### Data
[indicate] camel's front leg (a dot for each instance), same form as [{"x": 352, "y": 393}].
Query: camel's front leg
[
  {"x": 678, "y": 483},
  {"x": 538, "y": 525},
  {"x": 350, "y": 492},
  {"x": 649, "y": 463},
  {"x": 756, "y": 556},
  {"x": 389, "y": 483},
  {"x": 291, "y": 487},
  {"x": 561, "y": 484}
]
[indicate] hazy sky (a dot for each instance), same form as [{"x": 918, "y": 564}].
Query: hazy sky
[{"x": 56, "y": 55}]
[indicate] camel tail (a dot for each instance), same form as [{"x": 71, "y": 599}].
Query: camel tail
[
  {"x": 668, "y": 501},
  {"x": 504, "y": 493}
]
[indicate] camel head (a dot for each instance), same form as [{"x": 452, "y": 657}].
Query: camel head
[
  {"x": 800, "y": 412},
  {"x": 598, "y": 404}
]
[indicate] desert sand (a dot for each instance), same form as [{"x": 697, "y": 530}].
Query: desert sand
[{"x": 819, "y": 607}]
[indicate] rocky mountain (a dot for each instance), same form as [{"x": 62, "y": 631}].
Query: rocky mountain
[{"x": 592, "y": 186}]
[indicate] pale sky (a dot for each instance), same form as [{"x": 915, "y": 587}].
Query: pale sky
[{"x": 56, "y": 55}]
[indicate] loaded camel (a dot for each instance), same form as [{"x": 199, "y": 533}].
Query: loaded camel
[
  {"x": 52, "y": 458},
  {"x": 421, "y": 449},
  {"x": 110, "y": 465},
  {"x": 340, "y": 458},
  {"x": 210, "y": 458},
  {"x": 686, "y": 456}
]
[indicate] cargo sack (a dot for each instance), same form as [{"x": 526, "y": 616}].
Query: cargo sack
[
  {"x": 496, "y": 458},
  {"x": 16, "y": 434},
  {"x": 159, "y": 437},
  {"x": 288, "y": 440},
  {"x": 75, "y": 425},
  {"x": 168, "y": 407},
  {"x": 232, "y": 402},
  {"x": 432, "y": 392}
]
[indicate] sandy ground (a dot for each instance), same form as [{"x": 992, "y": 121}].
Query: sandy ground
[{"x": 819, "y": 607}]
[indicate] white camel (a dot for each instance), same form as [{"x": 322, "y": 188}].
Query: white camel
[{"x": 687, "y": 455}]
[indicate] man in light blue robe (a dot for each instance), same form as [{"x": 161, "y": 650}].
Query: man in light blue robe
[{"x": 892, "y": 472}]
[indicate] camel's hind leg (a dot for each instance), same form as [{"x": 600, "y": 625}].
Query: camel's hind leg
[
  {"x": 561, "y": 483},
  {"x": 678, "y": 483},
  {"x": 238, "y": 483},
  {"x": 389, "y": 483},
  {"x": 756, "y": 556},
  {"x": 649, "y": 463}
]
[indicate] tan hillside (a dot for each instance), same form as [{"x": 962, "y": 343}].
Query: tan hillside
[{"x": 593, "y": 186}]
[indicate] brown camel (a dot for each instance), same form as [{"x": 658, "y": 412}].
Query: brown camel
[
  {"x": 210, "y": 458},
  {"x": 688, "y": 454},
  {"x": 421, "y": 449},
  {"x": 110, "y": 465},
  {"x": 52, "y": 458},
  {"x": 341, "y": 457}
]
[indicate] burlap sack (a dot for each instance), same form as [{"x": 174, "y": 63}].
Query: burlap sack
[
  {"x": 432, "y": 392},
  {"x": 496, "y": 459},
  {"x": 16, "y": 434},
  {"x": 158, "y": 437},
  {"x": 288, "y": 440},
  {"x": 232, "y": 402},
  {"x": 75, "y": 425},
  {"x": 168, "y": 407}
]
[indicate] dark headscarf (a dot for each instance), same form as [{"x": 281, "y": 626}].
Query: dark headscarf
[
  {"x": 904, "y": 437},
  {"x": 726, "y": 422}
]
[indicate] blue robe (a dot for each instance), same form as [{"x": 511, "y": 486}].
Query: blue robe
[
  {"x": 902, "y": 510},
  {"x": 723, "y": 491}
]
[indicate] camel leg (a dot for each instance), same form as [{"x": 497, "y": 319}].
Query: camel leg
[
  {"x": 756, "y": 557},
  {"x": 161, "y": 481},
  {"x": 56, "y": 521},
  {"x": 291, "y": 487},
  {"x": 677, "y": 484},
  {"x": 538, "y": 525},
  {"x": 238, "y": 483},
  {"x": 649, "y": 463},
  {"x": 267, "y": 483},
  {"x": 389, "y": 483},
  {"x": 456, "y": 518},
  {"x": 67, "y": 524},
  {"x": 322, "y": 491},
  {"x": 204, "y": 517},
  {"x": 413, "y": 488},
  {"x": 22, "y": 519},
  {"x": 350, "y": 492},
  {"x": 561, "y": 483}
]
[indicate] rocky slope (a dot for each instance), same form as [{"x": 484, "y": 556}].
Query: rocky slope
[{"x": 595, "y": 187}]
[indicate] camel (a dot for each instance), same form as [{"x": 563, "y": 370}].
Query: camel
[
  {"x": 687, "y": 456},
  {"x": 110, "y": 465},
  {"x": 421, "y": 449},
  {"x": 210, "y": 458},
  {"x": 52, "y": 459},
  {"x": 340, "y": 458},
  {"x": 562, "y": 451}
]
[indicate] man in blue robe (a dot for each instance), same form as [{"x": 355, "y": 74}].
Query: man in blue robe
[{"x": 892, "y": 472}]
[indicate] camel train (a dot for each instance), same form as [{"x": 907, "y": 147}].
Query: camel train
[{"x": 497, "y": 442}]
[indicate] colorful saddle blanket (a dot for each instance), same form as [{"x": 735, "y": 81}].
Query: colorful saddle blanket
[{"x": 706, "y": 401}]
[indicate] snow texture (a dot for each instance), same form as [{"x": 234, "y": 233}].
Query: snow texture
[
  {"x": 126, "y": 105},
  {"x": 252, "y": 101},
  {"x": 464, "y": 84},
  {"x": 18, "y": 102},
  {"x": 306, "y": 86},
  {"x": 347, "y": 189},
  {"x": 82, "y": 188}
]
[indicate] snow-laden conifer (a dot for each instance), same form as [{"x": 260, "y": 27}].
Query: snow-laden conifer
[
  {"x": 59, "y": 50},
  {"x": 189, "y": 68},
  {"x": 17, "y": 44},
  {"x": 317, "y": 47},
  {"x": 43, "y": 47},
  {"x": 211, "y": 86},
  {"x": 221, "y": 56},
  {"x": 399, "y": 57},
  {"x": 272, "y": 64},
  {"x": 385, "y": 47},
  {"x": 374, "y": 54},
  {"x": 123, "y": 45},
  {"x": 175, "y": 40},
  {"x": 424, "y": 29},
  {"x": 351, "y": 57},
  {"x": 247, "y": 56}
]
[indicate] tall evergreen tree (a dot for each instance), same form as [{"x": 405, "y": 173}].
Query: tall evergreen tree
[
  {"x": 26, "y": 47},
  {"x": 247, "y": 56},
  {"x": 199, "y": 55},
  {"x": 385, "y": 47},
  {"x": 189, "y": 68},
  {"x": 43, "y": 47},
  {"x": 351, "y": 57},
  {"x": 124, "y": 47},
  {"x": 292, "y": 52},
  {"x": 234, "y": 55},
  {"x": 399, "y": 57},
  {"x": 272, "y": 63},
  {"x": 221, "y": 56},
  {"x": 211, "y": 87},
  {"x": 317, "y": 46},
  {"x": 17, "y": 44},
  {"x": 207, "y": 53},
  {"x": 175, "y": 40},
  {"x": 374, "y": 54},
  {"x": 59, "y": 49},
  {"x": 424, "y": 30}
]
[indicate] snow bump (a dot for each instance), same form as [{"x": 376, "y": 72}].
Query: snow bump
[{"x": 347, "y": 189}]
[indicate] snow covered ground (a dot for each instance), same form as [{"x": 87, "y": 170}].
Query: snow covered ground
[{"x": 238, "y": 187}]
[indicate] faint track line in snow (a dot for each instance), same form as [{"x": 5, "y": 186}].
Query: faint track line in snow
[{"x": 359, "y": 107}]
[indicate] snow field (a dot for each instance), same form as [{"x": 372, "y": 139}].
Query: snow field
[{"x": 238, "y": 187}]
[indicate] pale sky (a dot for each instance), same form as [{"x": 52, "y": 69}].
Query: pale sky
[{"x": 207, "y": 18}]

### Task requirements
Transcribe the records above from the line holding "[indicate] hazy sky" down to the line holding "[indicate] cargo sack", inclusive, without adding anything.

### Answer to the exercise
[indicate] hazy sky (a dot for each instance), same form as [{"x": 918, "y": 564}].
Query: hazy sky
[{"x": 56, "y": 55}]
[indicate] camel tail (a dot for each instance), same form as [{"x": 71, "y": 599}].
Query: camel tail
[
  {"x": 668, "y": 501},
  {"x": 504, "y": 493}
]
[indicate] camel head (a dot for each instance), same form as [{"x": 452, "y": 657}].
Query: camel head
[
  {"x": 800, "y": 412},
  {"x": 598, "y": 404}
]
[indicate] desert sand (a dot for each instance), same form as [{"x": 697, "y": 530}].
Query: desert sand
[{"x": 819, "y": 607}]
[indicate] rocky mountain (a dot for each instance), same form as [{"x": 62, "y": 631}].
Query: rocky mountain
[{"x": 592, "y": 186}]
[indicate] pale sky (a dot for each instance), same form as [{"x": 915, "y": 587}].
Query: pale sky
[{"x": 56, "y": 55}]
[indicate] loaded camel (a dot for each instance), same form as [{"x": 199, "y": 533}].
Query: loaded camel
[
  {"x": 52, "y": 458},
  {"x": 421, "y": 449},
  {"x": 110, "y": 465},
  {"x": 340, "y": 458},
  {"x": 210, "y": 458},
  {"x": 686, "y": 456}
]
[indicate] cargo sack (a dot for each instance), same form as [{"x": 526, "y": 616}].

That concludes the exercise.